• Okuma Parçası
* * * * *

26 Ağustos 2014 Salı
Ailemizin Yeni Üyeleri: Bisküvi&Fındık ve Guinea Piglerle İlgili Bilgiler // New Guinea Pigs!
Merhabalar!
1 haftadır tatlı bi telaşım var. Eğer Instagram'dan beni takip ediyorsanız biliyorsunuzdur zaten; uzun zamandır istediğim Guinea Pigleri aldım! İlk günden beri sürekli sorular geliyor, merak eden çok kişi oldu. O yüzden zevkle bir yazı yazmaya karar verdim.
Fotoğraflara bakarken "Seni yeriiiiiiiiiiiiiiim!" nidalarıyla 15-20 sn ara veriyorum bakalım ne zaman bitecek bu post hahah
Tanıştırayım: Yakışıklılarım Bisküvi ve Fındık!
Bilmeyenleriniz için; Cavia (guinea pig), dünyanın en en en tatlı hayvan türlernden biri. İsmindeki pig sizi yanıltmasın: Domuzlarla hiç bir akrabalıkları yok.
Son 2 aydır neredeyse her gün Cavialar hakkında araştırma yapıp videolarını izliyordum, gerçekten delirmiştim. Ama ev şu an beslemek için pek uygun değildi, gerçi hala değil, çünkü bu hayvanlar oldukça büyük yerlerde(neredeyse odanın yarısını onlara ayırmak gibi bir boyut) yaşamayı seviyorlar.
Ama tabi bu kadar kafaya takmışken dayanamadık, aldık.
Neden iki tane aldığımı söyleyeyim en baştan; Cavialar gruplar halinde yaşıyorlar doğada, o yüzden tek başına bir Cavia çok kolay depresyona girip hastalanabiliyor. En az iki, ideal olarak üç Cavia birden alınması tavsiye ediliyor.
Onları aldığımız an, eve giderken
İkisine de hemcins aldım çünkü anında hamile kalıp size yavrular müjdeleyebiliyor dişi Cavialar.

* * * * *

• Veri Satırları
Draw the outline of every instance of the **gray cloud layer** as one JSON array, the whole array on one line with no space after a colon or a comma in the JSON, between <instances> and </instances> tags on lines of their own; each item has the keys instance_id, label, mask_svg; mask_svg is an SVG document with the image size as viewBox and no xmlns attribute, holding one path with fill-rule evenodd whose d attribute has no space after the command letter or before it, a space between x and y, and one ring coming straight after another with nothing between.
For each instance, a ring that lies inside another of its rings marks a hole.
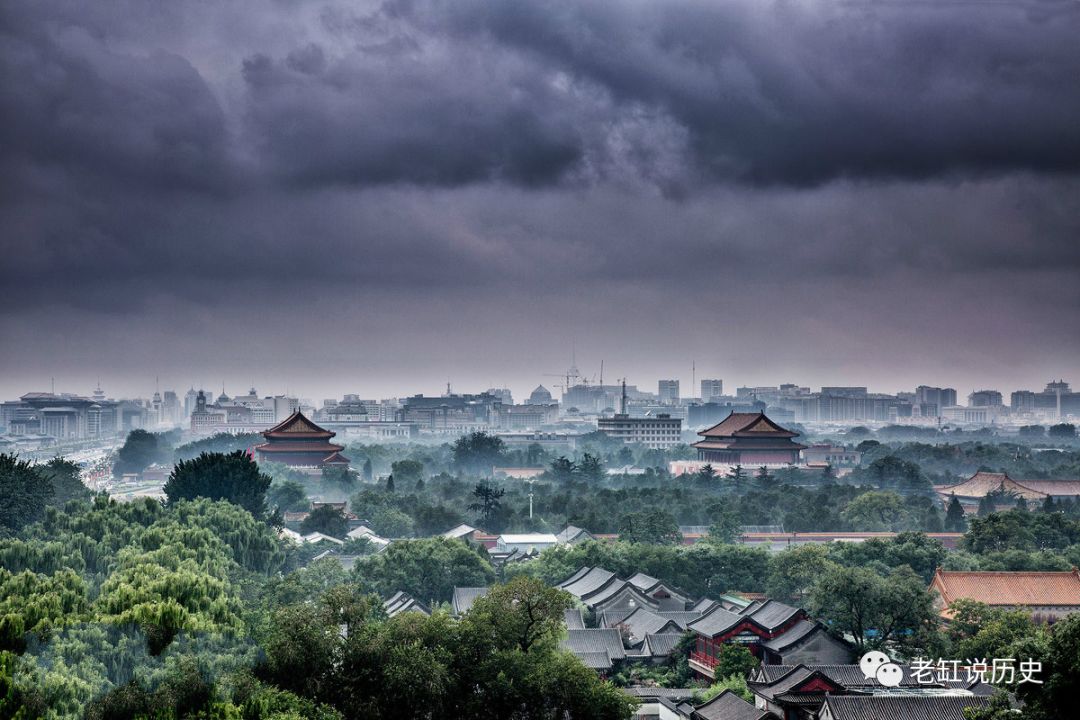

* * * * *

• Alıştırma Yönergeleri
1. Okuma parçasına göre aşağıdaki soruları yanıtlayınız:
(a) Yazarın aldığı guinea piglerin adları nelerdir?
(b) Guinea piglerin domuzlarla akrabalığı var mıdır?
(c) En az ve ideal olarak kaç Cavia alınması tavsiye edilmektedir?
2. Okuma parçasında rakamla yazılmış bütün sayıları ve sayı aralıklarını sıralayınız.
3. Okuma parçasının "Ama tabi bu" ifadesinden başlayıp "müjdeleyebiliyor dişi Cavialar." ifadesine kadar (bu ifade dahil) olan bölümünü aynen yeniden yazınız.

• Yanıtlar Aşağıdadır
1.
(a) Bisküvi ve Fındık.
(b) Hayır, domuzlarla hiçbir akrabalıkları yoktur.
(c) En az iki, ideal olarak üç Cavia.

2. 26, 2014, 1, 15-20, 2

3.
Ama tabi bu kadar kafaya takmışken dayanamadık, aldık.
Neden iki tane aldığımı söyleyeyim en baştan; Cavialar gruplar halinde yaşıyorlar doğada, o yüzden tek başına bir Cavia çok kolay depresyona girip hastalanabiliyor. En az iki, ideal olarak üç Cavia birden alınması tavsiye ediliyor.
Onları aldığımız an, eve giderken
İkisine de hemcins aldım çünkü anında hamile kalıp size yavrular müjdeleyebiliyor dişi Cavialar.